- [PROBLEM SET]:
**1)** According to the Naval War College forum article, who gave the keynote address?
**2)** Transcribe the Naval War College forum article word for word, starting at "Changing world conditions" and ending at "with fresh perspectives.".

- [SUPPLIED PASSAGE]:
Naval War College Forum examines security issues in contested environment

by: Daniel L. Kuester, U.S. Naval War College Public Affairs | .
U.S. Navy | .
published: June 19, 2015

NEWPORT, R.I. (NNS) -- The U.S. Naval War College (NWC) hosted its 66th annual Current Strategy Forum (CSF), June 16-17, bringing together national security experts from military, academia, government and private industry.

As the annual capstone event for the academic year, this year's theme examined maritime security issues in a contested environment.

"The Current Strategy Forum is all about the students," said Michael J. Sherlock, director of the forum. "We want to bring in perspectives they haven't heard before. We have to present to the students the idea that because of changing world situations, they will be required to find new solutions. We are not going to be able to do things the same way anymore."

The forum featured a keynote address by Vice Chief of Naval Operations Adm. Michelle J. Howard, who spoke on "All Domain Access and Future Challenges." The topic was chosen due to the changing global environment that graduating students will soon face, in particular, cyber threats.

"We have to be able to fight in this domain," said Howard. "This domain has criminals in it. This domain has hackers in it. This domain has honest businessmen in it. This domain has family in it. This is like an urban fight. And there will be a lot of collateral damage if we choose to fight in it."

Complicating the cyber domain is the ability to identify the enemy, she said.

"This environment is not only contested," said Howard, "We have the challenge of getting to attribution, making it hard for us to counterattack. Who is doing this to us?"

Changing world conditions have forced defense and security strategies to evolve and change, and students attending this year's forum were provided with fresh perspectives.

"During the Cold War, we had a contested environment," said Sherlock. "Then we had a few years where we, the United States, had a primacy and were uncontested. Now, with the rise of other powers around the world, we have a contested environment again."

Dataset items
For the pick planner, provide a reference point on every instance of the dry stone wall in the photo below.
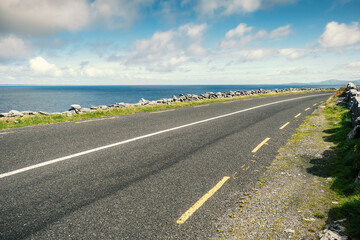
(77, 109)
(352, 99)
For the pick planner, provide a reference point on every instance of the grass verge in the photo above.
(345, 166)
(16, 122)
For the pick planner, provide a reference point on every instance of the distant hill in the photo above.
(331, 82)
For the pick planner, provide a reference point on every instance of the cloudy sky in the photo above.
(117, 42)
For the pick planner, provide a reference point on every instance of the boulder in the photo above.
(75, 107)
(15, 113)
(354, 133)
(44, 113)
(83, 110)
(350, 85)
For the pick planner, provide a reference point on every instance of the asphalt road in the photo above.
(138, 189)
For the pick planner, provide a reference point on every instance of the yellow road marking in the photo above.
(260, 145)
(94, 120)
(204, 105)
(283, 126)
(170, 110)
(201, 201)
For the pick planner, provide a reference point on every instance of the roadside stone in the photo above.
(75, 106)
(44, 113)
(84, 110)
(289, 231)
(70, 113)
(327, 234)
(15, 113)
(354, 133)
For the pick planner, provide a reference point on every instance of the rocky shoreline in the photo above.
(77, 109)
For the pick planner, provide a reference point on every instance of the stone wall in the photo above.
(77, 109)
(352, 99)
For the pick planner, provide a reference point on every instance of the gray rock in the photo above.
(354, 133)
(44, 113)
(27, 112)
(15, 113)
(350, 85)
(83, 110)
(69, 113)
(331, 235)
(75, 106)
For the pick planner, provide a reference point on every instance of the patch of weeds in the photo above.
(54, 118)
(345, 166)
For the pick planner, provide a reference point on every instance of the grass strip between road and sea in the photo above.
(31, 120)
(345, 166)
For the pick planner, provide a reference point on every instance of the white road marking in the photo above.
(145, 136)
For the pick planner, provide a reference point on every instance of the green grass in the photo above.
(16, 122)
(345, 167)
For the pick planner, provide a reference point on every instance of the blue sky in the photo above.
(119, 42)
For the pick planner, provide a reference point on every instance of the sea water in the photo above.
(59, 98)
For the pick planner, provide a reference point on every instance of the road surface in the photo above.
(163, 175)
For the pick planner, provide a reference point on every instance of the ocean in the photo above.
(59, 98)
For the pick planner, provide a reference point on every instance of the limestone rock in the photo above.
(15, 113)
(75, 106)
(44, 113)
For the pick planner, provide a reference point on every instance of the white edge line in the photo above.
(144, 136)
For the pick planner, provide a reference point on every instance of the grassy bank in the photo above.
(43, 119)
(345, 166)
(309, 185)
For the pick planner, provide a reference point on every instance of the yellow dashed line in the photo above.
(94, 120)
(201, 201)
(283, 126)
(170, 110)
(260, 145)
(205, 105)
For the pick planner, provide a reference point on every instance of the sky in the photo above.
(153, 42)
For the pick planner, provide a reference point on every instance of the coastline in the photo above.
(78, 113)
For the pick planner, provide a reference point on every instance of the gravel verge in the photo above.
(292, 199)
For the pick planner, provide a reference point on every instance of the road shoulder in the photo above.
(293, 197)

- [WORKED ANSWERS]:
**1)** Vice Chief of Naval Operations Adm. Michelle J. Howard.

**2)**
Changing world conditions have forced defense and security strategies to evolve and change, and students attending this year's forum were provided with fresh perspectives.